▸ TASK TO COMPLETE:
Return nothing but the lines from the line containing "the white cloud" through the last line of the records, reproduced exactly.
___ PROVIDED DATA
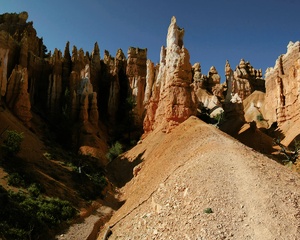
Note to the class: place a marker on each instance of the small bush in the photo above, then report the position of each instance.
(16, 180)
(12, 143)
(114, 151)
(34, 190)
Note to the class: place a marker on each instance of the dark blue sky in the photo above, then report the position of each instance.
(257, 30)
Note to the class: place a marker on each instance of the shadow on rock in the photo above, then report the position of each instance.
(120, 170)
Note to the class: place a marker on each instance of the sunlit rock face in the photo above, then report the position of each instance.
(17, 96)
(171, 102)
(282, 101)
(244, 80)
(136, 72)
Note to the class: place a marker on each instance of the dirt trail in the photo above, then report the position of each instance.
(195, 168)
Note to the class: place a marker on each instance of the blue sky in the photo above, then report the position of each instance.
(257, 30)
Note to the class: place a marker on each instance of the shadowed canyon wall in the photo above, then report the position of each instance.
(88, 96)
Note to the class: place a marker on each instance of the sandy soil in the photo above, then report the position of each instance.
(197, 167)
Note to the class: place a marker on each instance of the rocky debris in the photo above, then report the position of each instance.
(248, 194)
(172, 101)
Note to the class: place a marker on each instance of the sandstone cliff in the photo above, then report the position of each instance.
(282, 92)
(172, 101)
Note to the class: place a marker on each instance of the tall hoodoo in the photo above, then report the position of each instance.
(136, 71)
(175, 103)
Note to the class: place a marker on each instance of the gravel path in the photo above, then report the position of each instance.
(195, 169)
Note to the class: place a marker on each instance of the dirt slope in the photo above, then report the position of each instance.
(196, 167)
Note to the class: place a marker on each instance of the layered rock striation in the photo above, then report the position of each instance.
(282, 99)
(172, 100)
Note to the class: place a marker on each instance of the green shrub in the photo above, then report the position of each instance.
(34, 190)
(12, 142)
(16, 180)
(114, 151)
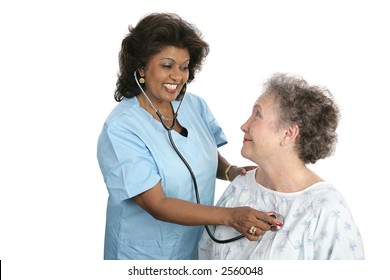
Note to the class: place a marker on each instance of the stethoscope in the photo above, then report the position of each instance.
(169, 130)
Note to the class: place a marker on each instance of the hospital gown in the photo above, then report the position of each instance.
(317, 225)
(135, 154)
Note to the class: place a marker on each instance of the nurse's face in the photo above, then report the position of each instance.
(262, 137)
(166, 73)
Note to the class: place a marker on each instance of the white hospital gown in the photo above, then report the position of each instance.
(317, 225)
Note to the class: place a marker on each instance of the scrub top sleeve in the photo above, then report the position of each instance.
(212, 123)
(129, 166)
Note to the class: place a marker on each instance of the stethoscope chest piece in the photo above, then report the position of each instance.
(279, 218)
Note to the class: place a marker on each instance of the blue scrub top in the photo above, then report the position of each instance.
(134, 154)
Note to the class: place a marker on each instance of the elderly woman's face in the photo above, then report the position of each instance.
(166, 73)
(262, 136)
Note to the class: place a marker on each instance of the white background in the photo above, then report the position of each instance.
(58, 67)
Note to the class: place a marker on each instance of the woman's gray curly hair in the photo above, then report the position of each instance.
(312, 108)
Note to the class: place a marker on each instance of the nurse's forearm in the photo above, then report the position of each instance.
(190, 214)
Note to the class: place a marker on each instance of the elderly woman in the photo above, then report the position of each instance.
(292, 124)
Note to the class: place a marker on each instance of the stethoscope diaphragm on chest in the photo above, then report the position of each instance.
(279, 218)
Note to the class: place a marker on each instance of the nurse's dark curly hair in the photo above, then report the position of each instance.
(153, 33)
(312, 108)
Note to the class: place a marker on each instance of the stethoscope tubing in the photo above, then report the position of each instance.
(169, 130)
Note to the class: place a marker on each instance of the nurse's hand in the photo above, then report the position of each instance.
(250, 222)
(234, 171)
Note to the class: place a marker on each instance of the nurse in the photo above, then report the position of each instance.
(152, 211)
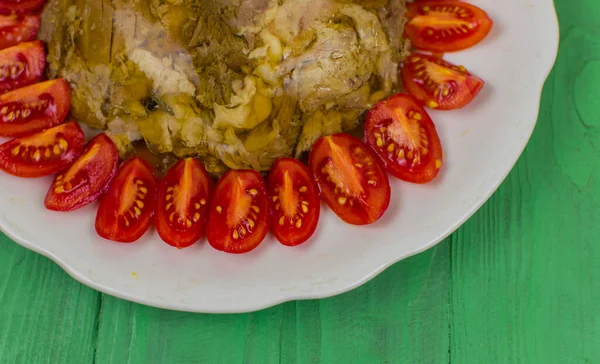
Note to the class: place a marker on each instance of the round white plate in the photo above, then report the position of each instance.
(481, 145)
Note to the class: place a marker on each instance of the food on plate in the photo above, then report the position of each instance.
(21, 65)
(403, 135)
(238, 84)
(351, 178)
(17, 28)
(126, 210)
(20, 6)
(34, 108)
(445, 26)
(234, 88)
(183, 200)
(86, 179)
(295, 203)
(43, 153)
(238, 220)
(439, 84)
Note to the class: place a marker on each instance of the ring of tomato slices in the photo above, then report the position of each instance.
(182, 206)
(439, 84)
(403, 135)
(43, 153)
(21, 65)
(294, 198)
(445, 26)
(352, 181)
(238, 220)
(126, 210)
(33, 108)
(86, 179)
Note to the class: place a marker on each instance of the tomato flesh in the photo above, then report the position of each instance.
(17, 28)
(439, 84)
(446, 26)
(43, 153)
(20, 6)
(403, 135)
(86, 179)
(21, 65)
(126, 210)
(238, 220)
(295, 205)
(182, 206)
(34, 108)
(351, 178)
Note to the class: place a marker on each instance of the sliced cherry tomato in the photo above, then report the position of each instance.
(295, 205)
(20, 6)
(439, 84)
(446, 26)
(33, 108)
(86, 179)
(21, 65)
(238, 220)
(126, 210)
(17, 28)
(43, 153)
(403, 135)
(351, 178)
(183, 200)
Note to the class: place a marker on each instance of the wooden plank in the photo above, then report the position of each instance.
(525, 269)
(45, 315)
(399, 316)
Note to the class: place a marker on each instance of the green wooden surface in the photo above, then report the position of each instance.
(519, 283)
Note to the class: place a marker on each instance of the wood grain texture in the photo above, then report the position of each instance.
(45, 315)
(519, 283)
(526, 268)
(396, 318)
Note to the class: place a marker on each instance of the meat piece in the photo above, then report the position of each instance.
(238, 83)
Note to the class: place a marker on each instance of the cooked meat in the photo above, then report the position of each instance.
(236, 82)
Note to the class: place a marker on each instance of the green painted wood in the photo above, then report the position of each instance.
(399, 316)
(519, 283)
(526, 268)
(45, 316)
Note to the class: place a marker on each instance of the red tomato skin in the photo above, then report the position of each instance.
(286, 234)
(219, 233)
(370, 209)
(17, 28)
(177, 236)
(29, 61)
(20, 6)
(109, 223)
(55, 94)
(100, 170)
(380, 115)
(420, 39)
(71, 132)
(461, 94)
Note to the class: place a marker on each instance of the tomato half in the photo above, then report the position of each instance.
(183, 199)
(20, 6)
(439, 84)
(21, 65)
(86, 179)
(33, 108)
(126, 210)
(238, 220)
(403, 135)
(17, 28)
(295, 205)
(351, 178)
(43, 153)
(446, 26)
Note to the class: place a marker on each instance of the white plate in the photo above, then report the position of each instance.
(481, 144)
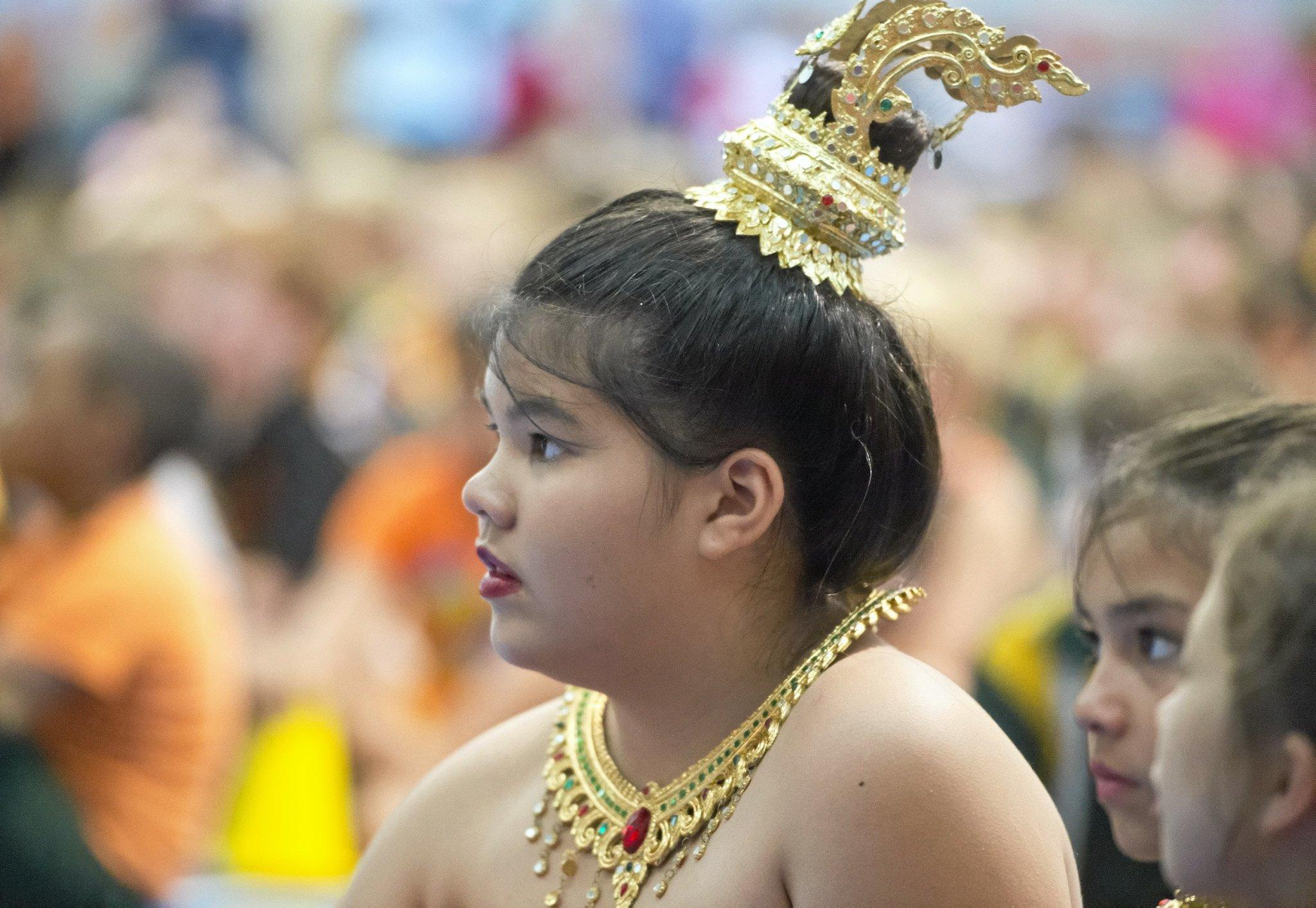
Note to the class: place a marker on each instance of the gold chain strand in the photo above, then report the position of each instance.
(631, 831)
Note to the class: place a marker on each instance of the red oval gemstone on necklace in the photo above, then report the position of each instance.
(637, 828)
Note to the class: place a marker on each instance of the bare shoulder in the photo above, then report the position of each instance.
(408, 862)
(914, 794)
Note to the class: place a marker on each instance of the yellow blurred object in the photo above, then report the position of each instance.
(292, 816)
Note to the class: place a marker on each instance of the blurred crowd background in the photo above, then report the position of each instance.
(237, 245)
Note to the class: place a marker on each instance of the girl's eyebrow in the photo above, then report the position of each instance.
(532, 407)
(1143, 606)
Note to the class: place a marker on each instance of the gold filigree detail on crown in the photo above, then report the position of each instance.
(816, 194)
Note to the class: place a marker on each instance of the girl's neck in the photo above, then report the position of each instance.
(659, 727)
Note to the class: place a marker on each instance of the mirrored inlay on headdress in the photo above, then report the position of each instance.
(815, 193)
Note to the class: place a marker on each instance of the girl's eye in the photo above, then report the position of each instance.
(1094, 644)
(544, 448)
(1157, 646)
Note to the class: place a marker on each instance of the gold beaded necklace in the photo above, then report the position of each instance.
(631, 831)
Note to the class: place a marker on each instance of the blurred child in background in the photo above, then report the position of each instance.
(121, 700)
(1236, 754)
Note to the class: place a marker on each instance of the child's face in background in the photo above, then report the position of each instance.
(1203, 781)
(1135, 599)
(574, 504)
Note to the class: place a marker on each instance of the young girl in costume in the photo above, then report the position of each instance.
(712, 448)
(1236, 766)
(1144, 562)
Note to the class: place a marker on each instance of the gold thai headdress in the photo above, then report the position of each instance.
(815, 193)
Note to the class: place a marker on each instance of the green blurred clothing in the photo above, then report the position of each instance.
(45, 862)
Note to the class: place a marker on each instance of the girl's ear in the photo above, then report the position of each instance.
(1293, 799)
(745, 498)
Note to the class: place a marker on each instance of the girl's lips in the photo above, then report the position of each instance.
(494, 564)
(501, 581)
(1112, 787)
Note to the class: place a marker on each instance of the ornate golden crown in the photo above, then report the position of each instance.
(815, 193)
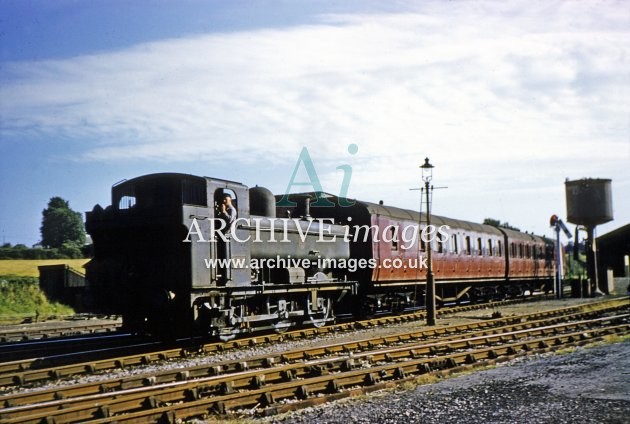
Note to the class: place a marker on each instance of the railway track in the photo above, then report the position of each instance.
(294, 379)
(24, 332)
(43, 368)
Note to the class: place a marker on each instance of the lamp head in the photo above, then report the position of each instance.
(427, 171)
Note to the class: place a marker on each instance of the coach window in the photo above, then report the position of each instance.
(394, 237)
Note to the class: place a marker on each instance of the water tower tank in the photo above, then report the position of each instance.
(589, 201)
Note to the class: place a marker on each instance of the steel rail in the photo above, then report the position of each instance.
(20, 373)
(87, 407)
(263, 361)
(249, 389)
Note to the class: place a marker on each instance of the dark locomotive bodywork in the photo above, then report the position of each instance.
(165, 261)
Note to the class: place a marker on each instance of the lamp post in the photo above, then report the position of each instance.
(427, 175)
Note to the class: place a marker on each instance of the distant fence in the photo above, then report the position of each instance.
(63, 284)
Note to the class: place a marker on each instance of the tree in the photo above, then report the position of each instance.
(61, 225)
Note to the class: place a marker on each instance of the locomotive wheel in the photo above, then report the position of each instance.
(321, 315)
(282, 325)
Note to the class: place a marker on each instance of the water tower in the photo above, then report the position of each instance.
(589, 203)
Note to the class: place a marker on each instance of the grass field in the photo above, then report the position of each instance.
(28, 268)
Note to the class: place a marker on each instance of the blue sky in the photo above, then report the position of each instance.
(508, 99)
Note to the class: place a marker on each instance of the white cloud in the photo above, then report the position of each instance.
(484, 89)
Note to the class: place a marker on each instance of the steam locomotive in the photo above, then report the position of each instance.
(168, 262)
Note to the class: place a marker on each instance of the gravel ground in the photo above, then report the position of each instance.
(589, 385)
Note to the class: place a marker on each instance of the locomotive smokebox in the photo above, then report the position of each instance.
______
▸ WRITTEN RESPONSE:
Note to the class: place a marker on each instance of the white cloud in the photo above, then report the position of each instance.
(484, 89)
Note to the class: place a marker on each instance of the steam locomotive in the photo above, then report the position of each instance.
(168, 262)
Note to the class: place a marker on each instance of the gravel ground in the photo above, then report the position of each instance.
(589, 385)
Note to the class: place a marker on each instance of the locomotive smokebox in the photo above, then report the position of each instance.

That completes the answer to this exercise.